+++ DATA FOR REVIEW

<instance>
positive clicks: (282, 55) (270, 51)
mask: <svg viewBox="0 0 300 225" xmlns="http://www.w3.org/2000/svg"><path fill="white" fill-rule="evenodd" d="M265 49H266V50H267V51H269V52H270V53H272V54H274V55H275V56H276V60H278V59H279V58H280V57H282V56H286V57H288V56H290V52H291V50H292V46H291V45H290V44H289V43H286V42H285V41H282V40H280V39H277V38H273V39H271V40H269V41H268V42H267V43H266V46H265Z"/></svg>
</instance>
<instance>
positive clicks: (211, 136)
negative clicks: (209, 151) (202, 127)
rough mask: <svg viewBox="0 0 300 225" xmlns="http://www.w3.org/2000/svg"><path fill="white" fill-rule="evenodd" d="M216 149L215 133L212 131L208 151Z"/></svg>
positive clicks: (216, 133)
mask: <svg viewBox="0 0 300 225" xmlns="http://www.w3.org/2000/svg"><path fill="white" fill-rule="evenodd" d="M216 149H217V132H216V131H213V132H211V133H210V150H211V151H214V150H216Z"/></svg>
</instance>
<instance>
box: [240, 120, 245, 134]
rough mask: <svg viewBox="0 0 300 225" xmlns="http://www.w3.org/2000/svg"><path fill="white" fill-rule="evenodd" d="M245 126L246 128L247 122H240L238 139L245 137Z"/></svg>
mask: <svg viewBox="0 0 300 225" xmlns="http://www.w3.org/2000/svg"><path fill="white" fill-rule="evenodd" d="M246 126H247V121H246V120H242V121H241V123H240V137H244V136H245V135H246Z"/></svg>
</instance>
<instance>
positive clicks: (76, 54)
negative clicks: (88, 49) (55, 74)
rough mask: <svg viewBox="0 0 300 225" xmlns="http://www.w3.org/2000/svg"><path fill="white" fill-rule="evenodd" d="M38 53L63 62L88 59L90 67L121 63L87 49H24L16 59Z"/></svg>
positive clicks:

++++++

**EXERCISE DESCRIPTION**. Could you retype every line of the data exactly?

**RESULT FOR THIS TASK**.
<instance>
positive clicks: (282, 55) (270, 51)
mask: <svg viewBox="0 0 300 225" xmlns="http://www.w3.org/2000/svg"><path fill="white" fill-rule="evenodd" d="M265 49H266V50H267V51H269V52H270V53H272V54H274V55H275V56H276V60H278V59H279V58H280V57H282V56H286V57H288V56H290V52H291V50H292V46H291V45H290V44H289V43H286V42H285V41H282V40H280V39H277V38H273V39H271V40H269V41H268V42H267V43H266V46H265Z"/></svg>
</instance>
<instance>
positive clicks: (211, 136)
negative clicks: (209, 151) (202, 127)
rough mask: <svg viewBox="0 0 300 225" xmlns="http://www.w3.org/2000/svg"><path fill="white" fill-rule="evenodd" d="M216 149L215 133L212 131L208 151Z"/></svg>
positive clicks: (216, 133)
mask: <svg viewBox="0 0 300 225" xmlns="http://www.w3.org/2000/svg"><path fill="white" fill-rule="evenodd" d="M216 149H217V132H216V131H213V132H211V133H210V150H211V151H214V150H216Z"/></svg>
</instance>
<instance>
box: [240, 120, 245, 134]
rough mask: <svg viewBox="0 0 300 225" xmlns="http://www.w3.org/2000/svg"><path fill="white" fill-rule="evenodd" d="M245 126L246 128L247 122H240L238 139L245 137Z"/></svg>
mask: <svg viewBox="0 0 300 225" xmlns="http://www.w3.org/2000/svg"><path fill="white" fill-rule="evenodd" d="M246 126H247V121H246V120H242V121H241V123H240V137H244V136H245V135H246Z"/></svg>
</instance>
<instance>
positive clicks: (76, 54)
negative clicks: (88, 49) (55, 74)
rough mask: <svg viewBox="0 0 300 225" xmlns="http://www.w3.org/2000/svg"><path fill="white" fill-rule="evenodd" d="M38 53L63 62L88 59L90 67L121 63L87 49H24L16 59Z"/></svg>
positive clicks:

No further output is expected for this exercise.